═══ Provided passage ═══

Using the Intel® FPGA Dynamic Profiler for DPC++

This FPGA tutorial demonstrates how to use the Intel® FPGA Dynamic Profiler for DPC++ to dynamically collect performance data from an FPGA design and reveal areas for optimization and improvement.

Note: This code sample is not yet supported in Windows*.

Optimized for	Description
OS	Ubuntu* 20.04 RHEL/CentOS 8 SUSE* 15
Hardware	Intel® Agilex® 7, Agilex® 5, Arria® 10, Stratix® 10, and Cyclone® V FPGAs
Software	Intel® oneAPI DPC++/C++ Compiler
What you will learn	About the Intel® FPGA Dynamic Profiler for DPC++ How to set up and use this tool A case study of using this tool to identify performance bottlenecks in pipes.
Time to complete	15 minutes

Note: This sample has been tuned to show the results described on Arria 10 devices. While it compiles and runs on the other supported devices, the hardware profiling results may differ slighly from what is described below.

Note: Even though the Intel DPC++/C++ oneAPI compiler is enough to compile for emulation, generating reports and generating RTL, there are extra software requirements for the simulation flow and FPGA compiles.

For using the simulator flow, Intel® Quartus® Prime Pro Edition (or Standard Edition when targeting Cyclone® V) and one of the following simulators must be installed and accessible through your PATH:

Questa*-Intel® FPGA Edition

Questa*-Intel® FPGA Starter Edition

ModelSim® SE

When using the hardware compile flow, Intel® Quartus® Prime Pro Edition (or Standard Edition when targeting Cyclone® V) must be installed and accessible through your PATH.

⚠️ Make sure you add the device files associated with the FPGA that you are targeting to your Intel® Quartus® Prime installation.

Prerequisites

This sample is part of the FPGA code samples. It is categorized as a Tier 3 sample that demonstrates the usage of a tool.

flowchart LR
   tier1("Tier 1: Get Started")
   tier2("Tier 2: Explore the Fundamentals")
   tier3("Tier 3: Explore the Advanced Techniques")
   tier4("Tier 4: Explore the Reference Designs")

   tier1 --> tier2 --> tier3 --> tier4

   style tier1 fill:#0071c1,stroke:#0071c1,stroke-width:1px,color:#fff
   style tier2 fill:#0071c1,stroke:#0071c1,stroke-width:1px,color:#fff
   style tier3 fill:#f96,stroke:#333,stroke-width:1px,color:#fff
   style tier4 fill:#0071c1,stroke:#0071c1,stroke-width:1px,color:#fff

Loading

Find more information about how to navigate this part of the code samples in the FPGA top-level README.md. You can also find more information about troubleshooting build errors, links to selected documentation, etc.

Purpose

This FPGA tutorial demonstrates how to use the Intel® FPGA Dynamic Profiler for DPC++ to collect performance data from a design running on FPGA hardware and how to use the Intel® VTune™ Profiler to analyze the collected data. This tutorial focuses on optimizing the usage of loops and pipes within an FPGA design using stall and occupancy kernel performance data.

Profiling Tools

Intel® oneAPI provides two runtime profiling tools to help you analyze your SYCL design for FPGA:

The Intel® FPGA Dynamic Profiler for DPC++ is a profiling tool used to collect fine-grained device side data during SYCL* kernel execution. When used within the Intel® VTune™ Profiler, some host side performance data is also collected. However, note that the VTune Profiler is not designed to collect detailed system level host-side data.

═══ Given information ═══

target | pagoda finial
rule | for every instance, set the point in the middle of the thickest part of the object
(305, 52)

═══

## Problem to work on
Rewrite the profiler tutorial from "ModelSim® SE" to "Quartus® Prime installation.", substituting "full compile flow" for "hardware compile flow". Nothing in the listing is needed here.

## Response to the task
ModelSim® SE

When using the full compile flow, Intel® Quartus® Prime Pro Edition (or Standard Edition when targeting Cyclone® V) must be installed and accessible through your PATH.

⚠️ Make sure you add the device files associated with the FPGA that you are targeting to your Intel® Quartus® Prime installation.